● Part of a data file
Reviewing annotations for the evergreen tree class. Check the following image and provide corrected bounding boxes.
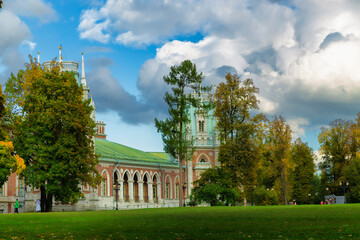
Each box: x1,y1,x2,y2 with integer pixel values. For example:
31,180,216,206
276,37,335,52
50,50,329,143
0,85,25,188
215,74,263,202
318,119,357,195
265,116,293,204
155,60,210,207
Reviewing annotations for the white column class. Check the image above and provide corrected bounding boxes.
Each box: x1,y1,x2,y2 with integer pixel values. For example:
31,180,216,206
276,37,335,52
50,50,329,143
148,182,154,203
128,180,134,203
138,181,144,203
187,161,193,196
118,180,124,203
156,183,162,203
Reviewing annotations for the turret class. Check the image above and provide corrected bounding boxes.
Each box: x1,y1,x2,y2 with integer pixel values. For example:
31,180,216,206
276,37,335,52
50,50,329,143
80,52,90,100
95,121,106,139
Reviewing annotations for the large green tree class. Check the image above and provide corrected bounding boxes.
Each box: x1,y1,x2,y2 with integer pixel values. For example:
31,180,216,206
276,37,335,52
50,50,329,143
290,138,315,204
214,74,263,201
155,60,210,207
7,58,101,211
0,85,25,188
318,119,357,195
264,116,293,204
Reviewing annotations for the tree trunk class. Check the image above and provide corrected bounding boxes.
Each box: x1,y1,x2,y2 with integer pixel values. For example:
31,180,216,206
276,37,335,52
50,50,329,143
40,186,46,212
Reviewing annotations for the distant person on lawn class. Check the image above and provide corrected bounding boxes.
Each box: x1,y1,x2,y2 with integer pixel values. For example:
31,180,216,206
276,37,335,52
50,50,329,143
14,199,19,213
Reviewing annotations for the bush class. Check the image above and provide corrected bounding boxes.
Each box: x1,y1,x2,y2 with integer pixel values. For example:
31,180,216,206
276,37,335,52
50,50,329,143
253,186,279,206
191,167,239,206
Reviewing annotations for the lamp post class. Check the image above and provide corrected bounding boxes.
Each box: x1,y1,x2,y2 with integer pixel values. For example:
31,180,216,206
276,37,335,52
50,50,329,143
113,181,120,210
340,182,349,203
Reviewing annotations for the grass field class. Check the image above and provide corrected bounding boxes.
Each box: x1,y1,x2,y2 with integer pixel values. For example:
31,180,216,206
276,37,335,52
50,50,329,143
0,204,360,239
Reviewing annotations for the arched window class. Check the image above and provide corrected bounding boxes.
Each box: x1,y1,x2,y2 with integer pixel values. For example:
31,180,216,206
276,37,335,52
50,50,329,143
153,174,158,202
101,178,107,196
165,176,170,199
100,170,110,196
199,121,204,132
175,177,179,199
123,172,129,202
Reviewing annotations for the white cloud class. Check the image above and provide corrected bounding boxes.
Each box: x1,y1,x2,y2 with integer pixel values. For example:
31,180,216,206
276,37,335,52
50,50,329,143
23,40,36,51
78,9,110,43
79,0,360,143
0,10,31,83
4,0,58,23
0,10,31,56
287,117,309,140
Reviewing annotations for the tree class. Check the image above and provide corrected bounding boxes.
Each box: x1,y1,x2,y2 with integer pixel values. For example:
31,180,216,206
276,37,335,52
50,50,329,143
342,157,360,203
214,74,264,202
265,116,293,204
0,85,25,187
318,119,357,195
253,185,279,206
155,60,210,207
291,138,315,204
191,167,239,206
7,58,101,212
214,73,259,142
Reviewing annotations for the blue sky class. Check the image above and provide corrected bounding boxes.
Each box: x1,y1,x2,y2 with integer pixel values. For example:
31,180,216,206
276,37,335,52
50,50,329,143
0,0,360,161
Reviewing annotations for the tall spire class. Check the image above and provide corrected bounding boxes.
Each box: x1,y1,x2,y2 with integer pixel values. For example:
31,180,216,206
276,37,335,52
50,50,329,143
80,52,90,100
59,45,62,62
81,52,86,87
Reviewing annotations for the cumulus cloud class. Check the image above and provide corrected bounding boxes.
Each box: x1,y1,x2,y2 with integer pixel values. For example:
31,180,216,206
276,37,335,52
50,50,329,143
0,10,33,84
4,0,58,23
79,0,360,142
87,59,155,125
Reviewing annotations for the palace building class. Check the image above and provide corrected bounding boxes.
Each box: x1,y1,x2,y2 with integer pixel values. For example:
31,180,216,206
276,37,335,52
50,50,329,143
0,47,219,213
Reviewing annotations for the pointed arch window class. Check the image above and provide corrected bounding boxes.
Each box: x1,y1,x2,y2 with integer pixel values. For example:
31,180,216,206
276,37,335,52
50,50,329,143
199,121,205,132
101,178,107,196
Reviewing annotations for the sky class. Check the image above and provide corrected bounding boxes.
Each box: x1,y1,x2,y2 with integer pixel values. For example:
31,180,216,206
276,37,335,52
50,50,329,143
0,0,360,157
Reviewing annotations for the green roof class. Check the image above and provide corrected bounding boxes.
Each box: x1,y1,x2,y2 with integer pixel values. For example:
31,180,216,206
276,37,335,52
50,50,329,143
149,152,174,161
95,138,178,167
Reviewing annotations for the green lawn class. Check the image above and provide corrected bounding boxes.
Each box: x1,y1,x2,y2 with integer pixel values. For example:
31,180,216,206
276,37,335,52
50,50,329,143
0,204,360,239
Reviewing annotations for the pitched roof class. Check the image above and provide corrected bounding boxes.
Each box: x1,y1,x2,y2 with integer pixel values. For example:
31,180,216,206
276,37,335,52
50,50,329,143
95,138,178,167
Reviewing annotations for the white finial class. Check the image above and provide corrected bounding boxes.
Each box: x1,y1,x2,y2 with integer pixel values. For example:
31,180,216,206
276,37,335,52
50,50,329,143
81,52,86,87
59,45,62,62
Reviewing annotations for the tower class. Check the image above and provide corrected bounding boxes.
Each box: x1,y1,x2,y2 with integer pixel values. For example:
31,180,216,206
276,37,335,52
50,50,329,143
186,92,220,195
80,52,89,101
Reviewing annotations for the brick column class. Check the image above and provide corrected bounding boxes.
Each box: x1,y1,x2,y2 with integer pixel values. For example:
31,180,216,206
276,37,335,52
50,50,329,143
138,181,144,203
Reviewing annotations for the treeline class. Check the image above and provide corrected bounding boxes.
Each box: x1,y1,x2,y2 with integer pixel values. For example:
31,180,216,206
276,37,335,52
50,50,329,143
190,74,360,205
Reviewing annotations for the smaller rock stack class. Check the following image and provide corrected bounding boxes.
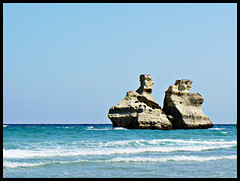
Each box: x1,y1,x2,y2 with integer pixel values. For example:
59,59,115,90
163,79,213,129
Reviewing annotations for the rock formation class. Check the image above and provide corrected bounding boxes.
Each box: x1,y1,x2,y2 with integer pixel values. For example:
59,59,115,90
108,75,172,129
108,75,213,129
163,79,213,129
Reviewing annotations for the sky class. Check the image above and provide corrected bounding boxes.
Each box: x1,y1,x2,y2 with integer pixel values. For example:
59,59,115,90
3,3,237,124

● GOAL
Rewrite all the items with "integer pixel values" changed to "whole-number pixel coordinates" and everything else kept the same. Omit the pictures from your answer.

● RESULT OF THIS TASK
Reviewing annotations for the evergreen tree class. Check the following image and provide corrected bounding boxes.
Each box: x1,y1,x2,y2 with whole-number pixel coordinates. For example:
31,180,216,206
276,37,335,52
50,50,329,143
0,85,25,188
215,74,263,202
318,119,357,195
265,116,293,204
155,60,210,207
Reviewing annotations for the white column class. Check the image above and provide corrected bounding boxes.
Each box: x1,y1,x2,y2 with whole-number pixel coordinates. For example:
31,180,216,206
276,37,335,52
50,50,329,143
148,182,154,203
128,180,134,203
138,181,144,203
187,161,193,196
118,180,124,203
156,183,162,203
Reviewing annotations for the turret class. Check the image above and provide corrected bounding boxes.
Each box: x1,y1,x2,y2 with whole-number pixel coordinates. For example:
31,180,216,206
276,37,335,52
50,50,329,143
80,52,90,100
95,121,106,139
Reviewing annotations for the large green tree class. Check the image above and provide corrected bounding boxes.
Each box: x1,y1,x2,y2 with whole-number pixel coordinates. For example:
31,180,216,206
276,37,335,52
50,50,329,143
290,138,315,204
214,74,263,201
155,60,210,207
7,58,101,211
0,85,25,188
318,119,357,195
264,116,293,204
Reviewing annotations for the tree trunk class. Check the image above and provide corrected bounding boxes.
Each box: x1,y1,x2,y2 with whole-number pixel coordinates. For example:
31,180,216,206
276,37,335,52
50,50,329,143
40,186,46,212
Reviewing annotations for the distant person on lawn class. Check the image above and provide corrected bounding boxes.
Each box: x1,y1,x2,y2 with whole-number pixel coordinates. For example:
31,180,216,206
276,37,335,52
50,50,329,143
14,199,19,213
Reviewing annotations for the bush class. Check the image above and provide corrected bounding boxes.
Each box: x1,y1,x2,y2 with whole-number pixel coordinates. For example:
31,180,216,206
276,37,335,52
50,50,329,143
253,186,279,206
191,167,239,206
Reviewing annotations for the lamp post class. Check the image above and provide corrected bounding boxes.
Each box: x1,y1,x2,y2 with whole-number pixel coordinates. For example:
31,180,216,206
276,37,335,52
50,50,329,143
113,181,120,210
340,182,349,203
Reviewing annotations for the grass field class. Check the image above and provide corrected bounding boxes.
Each box: x1,y1,x2,y2 with whole-number pixel coordinates. For example:
31,180,216,206
276,37,335,52
50,50,329,143
0,204,360,239
Reviewing annotations for the arched window class. Check the image above and provide corrected bounding boxes.
Each box: x1,y1,x2,y2 with whole-number pixel coordinates. For example:
31,180,216,206
276,37,335,52
50,50,329,143
153,174,158,202
101,178,107,196
165,176,170,199
100,170,110,196
199,121,204,132
175,177,179,199
123,172,129,202
Reviewing annotations for the white cloud class. Check the image above and provide corrected bounding boxes.
Each box: x1,y1,x2,y2 with whole-number pixel coordinates. For example:
31,180,216,206
276,37,335,52
50,50,329,143
23,40,36,51
78,9,110,43
79,0,360,143
0,10,31,83
4,0,58,23
0,10,31,56
287,117,309,140
Reviewing annotations for the tree class. Check the image above and provide corrected bounding boxes.
Each box: x1,y1,x2,y2 with whole-number pixel coordinates. For example:
31,180,216,206
276,37,335,52
50,50,329,143
342,157,360,203
214,74,264,202
265,116,293,204
0,85,25,187
318,119,357,195
253,185,279,206
155,60,210,207
291,138,315,204
191,167,239,206
7,58,101,212
214,73,259,142
Reviewing annotations for the blue sky class. Check the image above and provide corrected bounding boxes.
Each box: x1,y1,x2,y2 with whole-number pixel coordinates. For example:
31,180,216,206
276,37,335,52
50,50,329,143
0,0,360,161
Reviewing annotations for the tall spire class. Check the image above and provide corrected bounding boxes.
Each box: x1,y1,x2,y2 with whole-number pixel coordinates. For example:
31,180,216,206
276,37,335,52
50,50,329,143
80,52,90,100
59,45,62,62
81,52,86,87
Reviewing annotations for the cumulus cloud class. Check the image above and provide corrected bounding boxes.
Each box: x1,y1,x2,y2 with whole-number pixel coordinates. For example:
31,180,216,206
276,37,335,52
50,50,329,143
0,10,33,84
4,0,58,23
79,0,360,142
87,59,155,125
Reviewing annotations for the palace building class. Check the image above and provide corrected bounding boxes.
Each box: x1,y1,x2,y2 with whole-number pixel coordinates. For example:
31,180,216,206
276,37,335,52
50,50,329,143
0,47,219,213
Reviewing annotations for the pointed arch window class. Check the image above and provide corrected bounding boxes.
Each box: x1,y1,x2,y2 with whole-number pixel coordinates. For example:
31,180,216,206
276,37,335,52
50,50,329,143
199,121,205,132
101,178,107,196
Reviewing annotations for the sky class. Check the image above and provide corrected bounding boxes.
Each box: x1,y1,x2,y2 with whole-number pixel coordinates. For example:
31,180,216,206
276,37,335,52
50,50,329,143
0,0,360,157
Reviewing annotations for the green roof class. Check the image above and provide corrected bounding boxes.
Each box: x1,y1,x2,y2 with whole-number pixel coordinates. For example:
31,180,216,206
276,37,335,52
50,50,329,143
149,152,174,161
95,138,178,167
Reviewing annotations for the green lawn class. Check the image above and provide corrected bounding boxes.
Each box: x1,y1,x2,y2 with whole-number pixel coordinates. For example:
31,180,216,206
276,37,335,52
50,50,329,143
0,204,360,239
Reviewing annotations for the pitched roof class. Check the image above and provide corrected bounding boxes.
Each box: x1,y1,x2,y2 with whole-number pixel coordinates. For example:
31,180,216,206
276,37,335,52
50,50,329,143
95,138,178,167
Reviewing annotations for the white finial class. Check the image above and provide corrected bounding boxes.
Each box: x1,y1,x2,y2 with whole-number pixel coordinates. For example:
31,180,216,206
276,37,335,52
50,50,329,143
81,52,86,87
59,45,62,62
Reviewing annotations for the tower class. Check the image above and provide corrected bounding boxes.
Each box: x1,y1,x2,y2 with whole-number pixel coordinates. For example:
31,180,216,206
276,37,335,52
50,50,329,143
186,92,220,195
80,52,89,101
Reviewing annotations for the brick column class. Check the image above and provide corrected bounding boxes.
Each box: x1,y1,x2,y2 with whole-number pixel coordinates. For example:
31,180,216,206
276,37,335,52
50,50,329,143
138,181,144,203
Reviewing annotations for the treeline class. Check the image above and provide corrected bounding boxes.
Each box: x1,y1,x2,y2 with whole-number pixel coordinates. For example:
31,180,216,206
276,37,335,52
50,50,329,143
190,74,360,205
Reviewing annotations for the smaller rock stack class. Check the following image and provide corrected bounding boxes.
Each box: x1,y1,x2,y2 with whole-number pixel coordinates. For example:
59,59,115,90
163,79,213,129
Reviewing annotations for the rock formation class. Check the image above and provide corrected bounding boxes.
Each box: x1,y1,x2,y2 with whole-number pixel coordinates. For example:
59,59,115,90
108,75,172,129
108,75,213,129
163,79,213,129
Reviewing annotations for the sky class. Check the image above and provide corrected bounding boxes.
Each box: x1,y1,x2,y2 with whole-number pixel coordinates. For example:
59,59,115,90
3,3,237,124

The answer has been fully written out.